* **PROBLEM STATEMENT**: Rewrite the rows from the line containing "Point to the black" through the end of the rows, substituting "pants" for "trousers" and leaving everything else unchanged.

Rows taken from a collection
>> BEGIN

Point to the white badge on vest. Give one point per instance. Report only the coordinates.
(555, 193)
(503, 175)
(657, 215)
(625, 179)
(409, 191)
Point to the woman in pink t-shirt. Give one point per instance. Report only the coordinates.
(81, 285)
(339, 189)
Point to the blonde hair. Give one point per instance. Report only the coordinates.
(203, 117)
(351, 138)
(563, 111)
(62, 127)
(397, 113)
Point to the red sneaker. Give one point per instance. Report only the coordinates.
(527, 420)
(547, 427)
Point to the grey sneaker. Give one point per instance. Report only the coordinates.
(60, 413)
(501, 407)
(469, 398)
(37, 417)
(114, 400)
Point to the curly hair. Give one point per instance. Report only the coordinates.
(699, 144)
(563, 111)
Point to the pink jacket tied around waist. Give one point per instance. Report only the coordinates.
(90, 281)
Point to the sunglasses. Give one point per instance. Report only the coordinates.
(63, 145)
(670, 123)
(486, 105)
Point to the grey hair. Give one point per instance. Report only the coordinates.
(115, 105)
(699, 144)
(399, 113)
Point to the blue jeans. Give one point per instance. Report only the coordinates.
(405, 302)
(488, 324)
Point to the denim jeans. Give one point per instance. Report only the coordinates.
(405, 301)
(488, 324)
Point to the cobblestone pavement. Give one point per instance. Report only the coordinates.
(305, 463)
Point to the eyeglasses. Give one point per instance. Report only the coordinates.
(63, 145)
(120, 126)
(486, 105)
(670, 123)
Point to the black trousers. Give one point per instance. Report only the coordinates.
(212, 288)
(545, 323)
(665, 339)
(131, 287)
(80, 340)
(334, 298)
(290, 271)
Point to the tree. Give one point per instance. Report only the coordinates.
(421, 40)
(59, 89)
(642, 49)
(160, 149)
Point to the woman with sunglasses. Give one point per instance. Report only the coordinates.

>> END

* **ANSWER TO THE TASK**:
Point to the black pants. Give one point per instance. Report only the coordinates.
(212, 288)
(545, 323)
(665, 339)
(131, 287)
(80, 340)
(334, 298)
(290, 271)
Point to the tree. Give one point per instance. Report only the coordinates.
(421, 40)
(59, 89)
(642, 49)
(160, 149)
Point to the woman with sunglasses. Give one point per instance. Report only the coordinates.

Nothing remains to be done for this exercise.